• Your task:
Please reproduce, exactly and with nothing added, the lines of the material below that run from the one containing "woman with short" to the end.

• Extracted entries:
Content starts

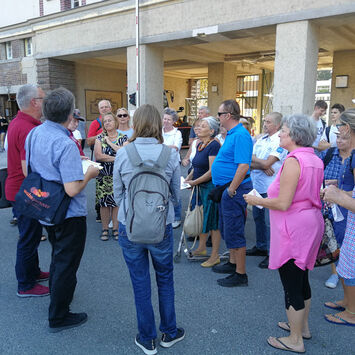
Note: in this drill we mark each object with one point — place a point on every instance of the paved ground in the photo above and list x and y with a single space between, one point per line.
217 320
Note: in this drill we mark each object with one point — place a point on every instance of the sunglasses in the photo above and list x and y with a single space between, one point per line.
221 113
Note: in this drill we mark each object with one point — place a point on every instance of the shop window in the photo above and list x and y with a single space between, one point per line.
8 47
28 47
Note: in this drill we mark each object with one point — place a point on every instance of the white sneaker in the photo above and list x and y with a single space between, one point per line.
332 282
176 224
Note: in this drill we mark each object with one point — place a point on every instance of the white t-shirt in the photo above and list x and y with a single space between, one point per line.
320 129
332 136
173 137
263 148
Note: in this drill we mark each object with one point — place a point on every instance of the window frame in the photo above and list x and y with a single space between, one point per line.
26 42
8 50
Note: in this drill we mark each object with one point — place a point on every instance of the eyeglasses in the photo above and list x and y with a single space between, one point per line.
221 113
340 124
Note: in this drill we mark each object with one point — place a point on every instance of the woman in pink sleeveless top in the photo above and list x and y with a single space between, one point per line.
296 225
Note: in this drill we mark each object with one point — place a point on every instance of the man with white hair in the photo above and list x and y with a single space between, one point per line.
29 99
267 160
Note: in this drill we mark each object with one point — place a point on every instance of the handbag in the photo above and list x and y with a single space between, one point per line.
4 203
41 199
329 250
193 224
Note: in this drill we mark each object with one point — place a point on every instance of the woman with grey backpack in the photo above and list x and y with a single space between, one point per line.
146 182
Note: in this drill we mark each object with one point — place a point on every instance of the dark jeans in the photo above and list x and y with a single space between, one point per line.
27 264
68 242
137 259
262 226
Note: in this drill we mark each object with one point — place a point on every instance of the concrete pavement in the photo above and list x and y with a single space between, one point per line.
217 320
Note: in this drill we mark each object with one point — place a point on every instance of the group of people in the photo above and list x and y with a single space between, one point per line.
230 171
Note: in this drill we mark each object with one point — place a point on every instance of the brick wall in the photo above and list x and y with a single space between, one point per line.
11 74
65 5
52 73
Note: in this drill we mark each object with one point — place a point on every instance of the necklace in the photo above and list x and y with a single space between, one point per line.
202 146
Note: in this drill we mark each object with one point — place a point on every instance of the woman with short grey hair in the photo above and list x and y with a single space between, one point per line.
296 225
200 176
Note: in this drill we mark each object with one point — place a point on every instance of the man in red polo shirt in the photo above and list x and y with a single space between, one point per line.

Content ends

• Output of the task:
Note: in this drill we mark each object with one point — place a point on every instance of the woman with short grey hair in the photo above and list x and y with a single space between, one point per line.
296 225
200 176
Note: in this drill we mark each object with one point — place a point on every instance of the man in red polo shirt in the photo above and list x and y with a single space between, one point per line.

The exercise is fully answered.